### VORGEGEBENER TEXT
OLG Hamm: Bestehende soziale Beziehungen wichtiger als Vaterschaftsanfechtung durch den vermutlichen leiblichen Vater

Ein biologischer Vater ist nur dann berechtigt, die (rechtliche) Vaterschaft des Ehemanns der Mutter oder eines anderen Mannes, der die Vaterschaft anerkannt hat, zu beseitigen, wenn eine sozial-familiäre Beziehung zwischen dem rechtlichen Vater und dem Kind nicht besteht. Dies hat der 12. Senat für Familiensachen mit Beschluss vom 12.11.2020 (Az. 12 WF 221/20) entschieden.

Der Antragsteller aus Münster will gerichtlich feststellen lassen, dass der Ehemann der Mutter eines im Juni 2020 geborenen Mädchens, der mit der Mutter seit 2013 verheiratet ist und mit ihr ebenfalls in Münster wohnt, nicht der Vater des Kindes ist, sondern er selbst.

Das Amtsgericht hat den dahingehenden Antrag des Antragstellers zurückgewiesen. Zur Begründung hat es ausgeführt, dass die sozial-familiäre Beziehung zwischen dem Ehemann der Mutter des Kindes und dem Mädchen einer solchen Feststellung entgegenstehe.

### AUFGABEN UND ÜBUNGEN
A - Fasse den Text zum Beschluss des OLG Hamm in zwei Sätzen zusammen.
B - Ändere im Text zum Beschluss des OLG Hamm den Abschnitt zwischen „Der Antragsteller aus“ und „sondern er selbst.“ einschließlich, indem du „Mädchens“ durch „Jungen“ ersetzt, und gib ihn wieder.

### ANGEZEIGTE DATEN
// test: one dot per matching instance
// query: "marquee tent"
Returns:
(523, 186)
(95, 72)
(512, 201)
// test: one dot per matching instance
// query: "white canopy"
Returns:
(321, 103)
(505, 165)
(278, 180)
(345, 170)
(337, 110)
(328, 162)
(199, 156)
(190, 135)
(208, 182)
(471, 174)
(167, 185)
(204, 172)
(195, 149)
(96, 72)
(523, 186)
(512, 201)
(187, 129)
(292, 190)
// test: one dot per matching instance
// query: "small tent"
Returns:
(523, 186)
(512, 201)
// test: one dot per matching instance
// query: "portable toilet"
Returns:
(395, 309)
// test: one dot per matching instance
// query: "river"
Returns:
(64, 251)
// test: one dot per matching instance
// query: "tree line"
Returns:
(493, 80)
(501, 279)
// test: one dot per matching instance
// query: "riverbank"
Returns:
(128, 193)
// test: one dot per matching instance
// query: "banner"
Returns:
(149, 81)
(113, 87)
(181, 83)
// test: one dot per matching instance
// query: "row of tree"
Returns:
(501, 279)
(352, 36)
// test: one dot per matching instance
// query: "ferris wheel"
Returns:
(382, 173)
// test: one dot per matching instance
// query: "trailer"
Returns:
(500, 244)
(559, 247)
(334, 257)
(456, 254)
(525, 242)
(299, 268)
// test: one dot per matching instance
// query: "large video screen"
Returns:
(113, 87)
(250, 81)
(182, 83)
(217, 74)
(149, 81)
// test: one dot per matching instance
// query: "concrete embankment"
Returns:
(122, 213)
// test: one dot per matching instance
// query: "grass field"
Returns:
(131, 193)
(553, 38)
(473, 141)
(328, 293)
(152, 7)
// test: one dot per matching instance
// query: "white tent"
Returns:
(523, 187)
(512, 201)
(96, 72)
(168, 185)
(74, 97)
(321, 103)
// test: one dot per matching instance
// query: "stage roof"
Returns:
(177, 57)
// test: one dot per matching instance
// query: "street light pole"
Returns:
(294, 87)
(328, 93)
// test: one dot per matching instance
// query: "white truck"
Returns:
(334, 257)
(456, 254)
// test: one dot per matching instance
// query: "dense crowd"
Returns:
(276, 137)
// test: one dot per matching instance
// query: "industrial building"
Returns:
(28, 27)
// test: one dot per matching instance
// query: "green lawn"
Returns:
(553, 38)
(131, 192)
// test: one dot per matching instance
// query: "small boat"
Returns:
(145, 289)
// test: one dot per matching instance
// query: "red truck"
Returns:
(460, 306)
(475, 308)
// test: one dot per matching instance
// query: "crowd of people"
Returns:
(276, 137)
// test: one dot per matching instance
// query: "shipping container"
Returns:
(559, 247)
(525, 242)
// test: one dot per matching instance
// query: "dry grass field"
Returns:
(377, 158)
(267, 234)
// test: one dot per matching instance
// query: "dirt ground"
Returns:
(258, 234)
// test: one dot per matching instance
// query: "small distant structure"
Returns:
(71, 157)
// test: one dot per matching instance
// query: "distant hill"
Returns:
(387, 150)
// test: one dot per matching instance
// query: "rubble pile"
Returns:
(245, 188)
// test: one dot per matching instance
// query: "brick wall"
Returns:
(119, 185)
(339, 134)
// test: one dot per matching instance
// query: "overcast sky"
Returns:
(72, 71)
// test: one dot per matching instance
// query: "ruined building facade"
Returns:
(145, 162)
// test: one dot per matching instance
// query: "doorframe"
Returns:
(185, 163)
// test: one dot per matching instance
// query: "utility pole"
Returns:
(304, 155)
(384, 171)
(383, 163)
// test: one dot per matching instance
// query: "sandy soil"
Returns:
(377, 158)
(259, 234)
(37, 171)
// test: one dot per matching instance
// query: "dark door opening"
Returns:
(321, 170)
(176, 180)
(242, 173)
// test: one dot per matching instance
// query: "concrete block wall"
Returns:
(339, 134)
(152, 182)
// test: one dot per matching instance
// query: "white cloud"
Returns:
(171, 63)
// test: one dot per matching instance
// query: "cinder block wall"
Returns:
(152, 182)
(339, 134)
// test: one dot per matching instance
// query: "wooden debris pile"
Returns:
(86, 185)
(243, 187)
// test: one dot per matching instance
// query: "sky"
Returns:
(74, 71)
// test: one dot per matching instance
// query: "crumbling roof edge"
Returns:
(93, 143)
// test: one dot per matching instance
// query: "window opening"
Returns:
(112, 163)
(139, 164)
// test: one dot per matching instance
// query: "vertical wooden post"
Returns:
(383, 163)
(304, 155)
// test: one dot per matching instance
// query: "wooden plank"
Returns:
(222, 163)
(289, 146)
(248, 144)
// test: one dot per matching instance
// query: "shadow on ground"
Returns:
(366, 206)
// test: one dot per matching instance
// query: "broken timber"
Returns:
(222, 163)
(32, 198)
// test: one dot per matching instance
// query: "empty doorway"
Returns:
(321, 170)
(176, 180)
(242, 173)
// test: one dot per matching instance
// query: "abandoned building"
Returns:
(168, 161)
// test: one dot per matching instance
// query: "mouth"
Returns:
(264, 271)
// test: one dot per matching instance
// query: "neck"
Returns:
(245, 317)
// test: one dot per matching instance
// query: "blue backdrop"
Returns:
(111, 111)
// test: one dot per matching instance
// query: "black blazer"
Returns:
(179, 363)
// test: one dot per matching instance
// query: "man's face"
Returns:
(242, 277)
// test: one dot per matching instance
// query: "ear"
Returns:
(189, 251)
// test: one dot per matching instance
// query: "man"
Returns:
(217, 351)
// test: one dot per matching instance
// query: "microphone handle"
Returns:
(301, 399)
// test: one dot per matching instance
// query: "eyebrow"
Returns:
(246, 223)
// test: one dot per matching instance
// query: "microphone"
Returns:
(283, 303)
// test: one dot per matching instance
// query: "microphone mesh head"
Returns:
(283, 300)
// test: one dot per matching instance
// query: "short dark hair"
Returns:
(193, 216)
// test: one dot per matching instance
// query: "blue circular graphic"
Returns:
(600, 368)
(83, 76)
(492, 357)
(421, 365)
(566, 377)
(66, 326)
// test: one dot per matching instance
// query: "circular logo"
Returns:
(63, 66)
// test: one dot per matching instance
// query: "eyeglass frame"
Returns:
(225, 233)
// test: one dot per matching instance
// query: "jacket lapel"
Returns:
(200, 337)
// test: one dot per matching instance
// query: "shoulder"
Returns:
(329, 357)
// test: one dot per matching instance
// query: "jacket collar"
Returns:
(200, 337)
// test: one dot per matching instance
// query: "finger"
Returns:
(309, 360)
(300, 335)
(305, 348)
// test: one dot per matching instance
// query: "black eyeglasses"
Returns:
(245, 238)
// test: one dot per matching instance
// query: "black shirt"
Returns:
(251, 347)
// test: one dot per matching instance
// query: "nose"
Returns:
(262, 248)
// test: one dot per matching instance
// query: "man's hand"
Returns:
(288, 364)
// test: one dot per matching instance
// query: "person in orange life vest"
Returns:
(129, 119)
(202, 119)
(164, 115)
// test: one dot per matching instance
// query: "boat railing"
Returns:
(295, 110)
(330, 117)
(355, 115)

### LÖSUNGEN
A - Ein biologischer Vater darf die rechtliche Vaterschaft eines anderen Mannes nur beseitigen, wenn zwischen dem rechtlichen Vater und dem Kind keine sozial-familiäre Beziehung besteht, wie der 12. Senat für Familiensachen am 12.11.2020 entschieden hat. Im Fall wollte ein Antragsteller aus Münster feststellen lassen, dass er und nicht der Ehemann der Mutter der Vater eines im Juni 2020 geborenen Mädchens ist, doch das Amtsgericht wies den Antrag wegen der sozial-familiären Beziehung zwischen dem Ehemann und dem Mädchen zurück.

B -
Der Antragsteller aus Münster will gerichtlich feststellen lassen, dass der Ehemann der Mutter eines im Juni 2020 geborenen Jungen, der mit der Mutter seit 2013 verheiratet ist und mit ihr ebenfalls in Münster wohnt, nicht der Vater des Kindes ist, sondern er selbst.